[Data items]

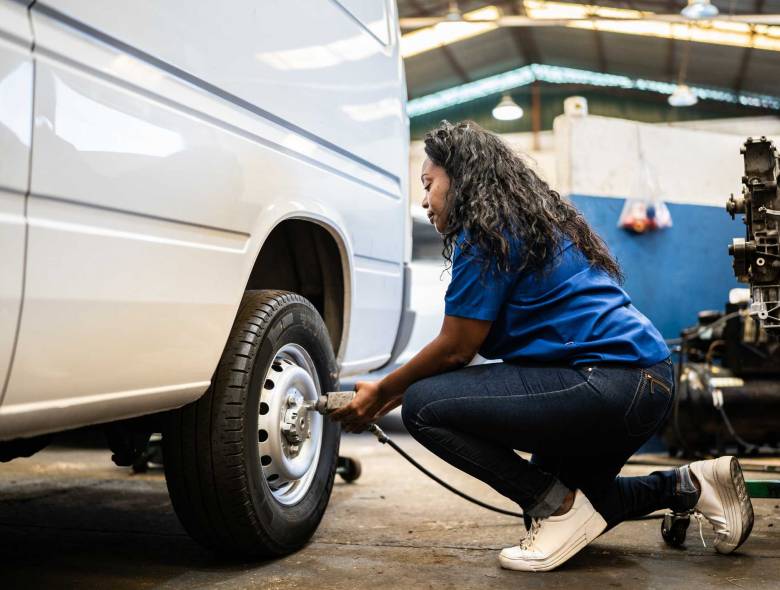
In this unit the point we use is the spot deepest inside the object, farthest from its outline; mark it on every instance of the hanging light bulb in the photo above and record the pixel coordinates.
(682, 97)
(507, 109)
(699, 9)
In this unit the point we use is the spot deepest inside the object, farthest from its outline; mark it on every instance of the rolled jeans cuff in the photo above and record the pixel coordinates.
(548, 502)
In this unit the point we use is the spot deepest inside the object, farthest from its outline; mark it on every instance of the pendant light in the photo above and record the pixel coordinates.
(507, 109)
(699, 10)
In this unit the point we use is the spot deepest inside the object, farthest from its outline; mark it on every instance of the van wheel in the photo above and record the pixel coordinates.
(248, 469)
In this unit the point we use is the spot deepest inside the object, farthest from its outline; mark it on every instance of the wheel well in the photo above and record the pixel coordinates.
(303, 257)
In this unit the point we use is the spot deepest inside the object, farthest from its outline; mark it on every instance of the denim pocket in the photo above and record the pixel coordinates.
(649, 405)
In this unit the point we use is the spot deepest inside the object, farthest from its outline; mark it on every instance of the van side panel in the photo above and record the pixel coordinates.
(312, 63)
(151, 197)
(16, 89)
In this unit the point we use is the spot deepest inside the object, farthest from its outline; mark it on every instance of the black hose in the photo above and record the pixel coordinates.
(384, 439)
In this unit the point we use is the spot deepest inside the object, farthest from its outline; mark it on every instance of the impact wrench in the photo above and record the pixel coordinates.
(335, 400)
(338, 399)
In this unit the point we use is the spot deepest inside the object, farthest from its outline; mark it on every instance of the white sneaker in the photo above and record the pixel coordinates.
(552, 541)
(724, 501)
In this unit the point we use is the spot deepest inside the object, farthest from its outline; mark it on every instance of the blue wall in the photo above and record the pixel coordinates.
(674, 273)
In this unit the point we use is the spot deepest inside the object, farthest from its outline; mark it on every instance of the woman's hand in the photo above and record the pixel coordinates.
(369, 405)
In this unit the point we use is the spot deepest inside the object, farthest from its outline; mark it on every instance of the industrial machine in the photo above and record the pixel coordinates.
(728, 378)
(729, 363)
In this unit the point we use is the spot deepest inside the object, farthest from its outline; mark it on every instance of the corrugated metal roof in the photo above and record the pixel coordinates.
(735, 68)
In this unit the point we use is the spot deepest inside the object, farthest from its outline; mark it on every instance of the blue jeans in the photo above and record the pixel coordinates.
(581, 425)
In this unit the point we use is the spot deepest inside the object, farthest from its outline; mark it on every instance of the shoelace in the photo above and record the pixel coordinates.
(698, 516)
(526, 543)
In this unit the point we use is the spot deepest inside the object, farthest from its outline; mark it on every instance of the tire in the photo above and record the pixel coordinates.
(221, 451)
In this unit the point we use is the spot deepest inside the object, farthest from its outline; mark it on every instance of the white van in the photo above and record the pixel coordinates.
(203, 223)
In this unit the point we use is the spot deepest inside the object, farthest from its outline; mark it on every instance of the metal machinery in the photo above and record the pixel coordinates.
(736, 402)
(757, 257)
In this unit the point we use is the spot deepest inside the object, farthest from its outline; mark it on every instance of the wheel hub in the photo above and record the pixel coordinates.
(289, 435)
(295, 423)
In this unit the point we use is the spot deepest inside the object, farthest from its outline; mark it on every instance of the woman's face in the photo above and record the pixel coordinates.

#### Exercise requirements:
For every line above, produce an exact transcription that omits the images.

#### Solution below:
In this unit the point we use is the spot deepest inside the object, farthest from its outline; mark it on every instance of the hanging light bulb in the photo above and record the pixel coordinates.
(682, 97)
(507, 109)
(699, 9)
In this unit the point we use is the spot deepest inside the object, farthest from its outline; mark it on every instance of the rolled jeans cuff in the photo above and record the pixel coordinates.
(548, 502)
In this unit the point we use is the spot deepest inside the object, farthest from its outline; mark it on every instance of the pendant light in the photo above and record the pixel coordinates.
(507, 109)
(699, 10)
In this unit the point we use is the spot deepest inside the object, farthest from its outline; mark it on every instance of the van wheel in the photo above and record the pixel coordinates.
(248, 469)
In this unit the point we use is the spot deepest inside the object, farthest from its outline; mark it on every instance of the wheel well in the photo above and record the pixel coordinates.
(303, 257)
In this unit the point we use is the spot deepest inside the object, farthest from its outline; mark it on every instance of the denim pocket in the photo above and record the pixel coordinates.
(649, 405)
In this unit the point we use is the spot deepest inside the object, farthest from its outline; mark it on every instance of the van side panel in the photo above and record the pixel coordinates.
(312, 63)
(151, 197)
(16, 89)
In this unit the point we use is the spot deepest inside the object, farthest from its outline; mark it on every instance of the black hose in the photo above and record the pixel coordinates.
(384, 439)
In this unit the point we use is the spot deepest inside the object, farthest from its outline; mark it on every instance of the impact wrench in the photo above and record the pixel coordinates.
(335, 400)
(338, 399)
In this unit the point we use is the spot deepest inside the object, farthest from its outline; mark it on every instance of the white sneaker in the photo above and record the pixel coordinates.
(552, 541)
(724, 501)
In this unit the point we use is the spot deepest inside the object, farthest from its outline; mark it on every instance of the blue wall in the photo above and record the pixel coordinates.
(674, 273)
In this unit the point we use is the spot deepest inside the object, farthest from its outline; mark it on every instance of the woman's hand in the photo above and record the pixel coordinates.
(369, 405)
In this unit the point we use is the spot deepest inside the object, farthest from its outline; mark it on every instance of the industrial machine in the photo above and record the pixel coordinates.
(728, 378)
(729, 363)
In this unit the point we use is the spot deepest inside the object, farthest from its outline; mark it on every instance of the corrugated metal roof in the photo above and record the pixel coordinates.
(735, 68)
In this unit the point we use is the spot deepest inside the object, farthest from its outline; mark it on every instance of the blue jeans in the photo above and record the pixel coordinates.
(581, 425)
In this unit the point we use is the spot deepest inside the object, farthest from its outline; mark it on every instance of the shoelace in the photo above and record the pixel coordinates.
(698, 516)
(526, 543)
In this unit the point we use is the spot deepest inside the object, farthest from its outline; mark it on every instance of the tire in the photo above and record the pixel coordinates.
(221, 451)
In this unit the point we use is the spot deepest inside the object, farthest from its outline; mark it on every instance of the white van in the photo above and record the pixel coordinates.
(203, 223)
In this unit the point we use is the spot deepest inside the object, farthest from its outline; mark it on every instance of the metal machinery in the photo above and record the pixel coordinates.
(736, 402)
(757, 257)
In this unit the point we use is the spot deepest inside the object, farthest from its outline; mark it on every instance of the wheel hub in the photo above and record the pixel coordinates.
(289, 435)
(295, 423)
In this unit the point we use is the spot deepest inside the object, farthest from its outline; mark it on every instance of the woman's face in the photo above and record the pixel coordinates.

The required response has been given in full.